--- AIM ---
Please render every one of the rows below as a two-column CSV with the columns "note" and "points," one line per row, placing each row's text and its answer in their own quoted fields with line breaks changed to spaces.

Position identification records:
################
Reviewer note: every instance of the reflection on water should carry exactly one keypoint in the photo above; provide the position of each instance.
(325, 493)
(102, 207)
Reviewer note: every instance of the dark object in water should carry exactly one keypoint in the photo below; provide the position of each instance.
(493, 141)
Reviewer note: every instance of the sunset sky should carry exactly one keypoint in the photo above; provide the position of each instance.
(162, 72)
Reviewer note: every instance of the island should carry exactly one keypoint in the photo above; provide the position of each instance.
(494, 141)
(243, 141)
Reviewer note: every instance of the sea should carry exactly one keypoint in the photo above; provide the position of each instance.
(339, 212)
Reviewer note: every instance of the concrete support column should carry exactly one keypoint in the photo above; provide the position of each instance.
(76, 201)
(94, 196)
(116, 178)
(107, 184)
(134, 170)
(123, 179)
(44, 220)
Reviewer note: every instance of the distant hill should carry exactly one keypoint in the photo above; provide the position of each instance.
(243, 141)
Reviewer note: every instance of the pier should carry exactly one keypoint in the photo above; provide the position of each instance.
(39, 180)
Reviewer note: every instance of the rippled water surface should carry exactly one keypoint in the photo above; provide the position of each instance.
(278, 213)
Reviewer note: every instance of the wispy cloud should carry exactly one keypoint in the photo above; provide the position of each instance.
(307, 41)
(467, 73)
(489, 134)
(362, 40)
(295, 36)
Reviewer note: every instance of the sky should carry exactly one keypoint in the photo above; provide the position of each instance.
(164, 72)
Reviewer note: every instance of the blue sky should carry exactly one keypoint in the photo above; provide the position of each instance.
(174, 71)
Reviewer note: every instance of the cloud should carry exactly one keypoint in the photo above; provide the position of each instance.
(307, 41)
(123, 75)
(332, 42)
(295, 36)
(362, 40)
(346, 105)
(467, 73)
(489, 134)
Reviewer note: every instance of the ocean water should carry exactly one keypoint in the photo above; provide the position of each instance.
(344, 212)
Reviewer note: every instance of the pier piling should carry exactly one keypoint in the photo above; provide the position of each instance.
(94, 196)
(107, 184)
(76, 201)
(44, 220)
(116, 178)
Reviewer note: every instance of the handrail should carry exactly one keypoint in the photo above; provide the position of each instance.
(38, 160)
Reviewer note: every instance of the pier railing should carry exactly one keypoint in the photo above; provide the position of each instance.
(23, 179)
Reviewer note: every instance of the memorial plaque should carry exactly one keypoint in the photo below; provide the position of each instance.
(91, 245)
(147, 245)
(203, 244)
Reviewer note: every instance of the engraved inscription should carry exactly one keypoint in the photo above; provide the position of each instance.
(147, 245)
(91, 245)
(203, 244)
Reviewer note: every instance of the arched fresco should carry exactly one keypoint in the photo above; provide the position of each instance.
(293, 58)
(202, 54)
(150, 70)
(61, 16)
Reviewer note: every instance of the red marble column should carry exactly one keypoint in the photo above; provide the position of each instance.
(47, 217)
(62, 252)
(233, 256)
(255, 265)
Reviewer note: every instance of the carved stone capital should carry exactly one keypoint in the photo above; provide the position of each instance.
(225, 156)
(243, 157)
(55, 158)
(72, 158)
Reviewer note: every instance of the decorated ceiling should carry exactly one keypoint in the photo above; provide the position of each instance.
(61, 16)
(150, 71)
################
--- FINAL RESULT ---
note,points
"Reviewer note: every instance of the reflection on water should carry exactly one keypoint in the photo above; provide the position of each instance.","(325, 493) (102, 207)"
"Reviewer note: every instance of the dark object in water should carry exactly one keypoint in the photo below; provide the position of each instance.","(493, 141)"
"Reviewer note: every instance of the sunset sky should carry exactly one keypoint in the photo above; provide the position of each instance.","(162, 72)"
"Reviewer note: every instance of the island should carry exactly one keypoint in the photo above; provide the position of each instance.","(494, 141) (243, 141)"
"Reviewer note: every instance of the sea should carry exactly one keypoint in the photo above; provide the position of each instance.","(339, 212)"
"Reviewer note: every instance of the concrete support column should carry exactly one keypoint in the photo above; provide the position of each instance.","(76, 201) (94, 196) (116, 178) (107, 184) (134, 170) (123, 179) (44, 220)"
"Reviewer note: every instance of the distant hill should carry exactly one keypoint in the photo above; provide the position of each instance.","(243, 141)"
"Reviewer note: every instance of the pier should carry exactly one keypoint in the photo above; provide the position of each instance.","(39, 180)"
"Reviewer note: every instance of the rippled water surface should carry exactly one keypoint in the photo above; provide the position of each instance.","(278, 213)"
"Reviewer note: every instance of the wispy cloud should carry exactly one keypoint in the photo above; provide the position of each instance.","(307, 41) (467, 73) (489, 134) (362, 40) (295, 36)"
"Reviewer note: every instance of the sky should carry exactly one keypoint in the photo above; provide the position of each instance.","(164, 72)"
"Reviewer note: every instance of the blue sky should carry exactly one keypoint in the photo above; provide the position of each instance.","(174, 71)"
"Reviewer note: every instance of the cloud should carry exactly one keypoint in the photo above; provide the position of each instance.","(307, 41) (123, 75) (332, 42) (295, 36) (362, 40) (346, 105) (467, 73) (489, 134)"
"Reviewer note: every instance of the ocean water should carry exactly one keypoint in the photo above; provide the position of each instance.","(344, 212)"
"Reviewer note: every instance of the pier piling should carry exactly one keypoint in the photo above; provide the position of each instance.","(94, 196) (107, 184) (76, 201) (44, 220) (116, 178)"
"Reviewer note: every instance of the handrail should carry exactly one keypoint in the photo above; provide the position of each instance.","(38, 160)"
"Reviewer note: every instance of the pier railing should carry exactly one keypoint in the photo above; provide the position of each instance.","(23, 179)"
"Reviewer note: every instance of the memorial plaque should carry exactly one keypoint in the photo below; provide the position of each instance.","(91, 245) (147, 245) (203, 244)"
"Reviewer note: every instance of the engraved inscription should carry exactly one keypoint in the photo above; provide the position of each instance.","(147, 245) (91, 245) (203, 244)"
"Reviewer note: every instance of the arched fresco should carry exactly one keypoint in the photo above; provide the position of each instance.","(293, 58) (202, 54) (150, 70) (61, 16)"
"Reviewer note: every instance of the red marble column should carry exactly one keypoint in the photo above; provide the position of each instance.","(47, 217) (62, 252) (233, 256) (255, 265)"
"Reviewer note: every instance of the carved stone capital should carry exactly one keypoint in the photo above; provide the position of each instance.","(225, 156) (243, 157) (55, 158) (72, 158)"
"Reviewer note: every instance of the decorated ceiling should carry exactly one keypoint in the photo above; provide the position of each instance.","(61, 16) (150, 71)"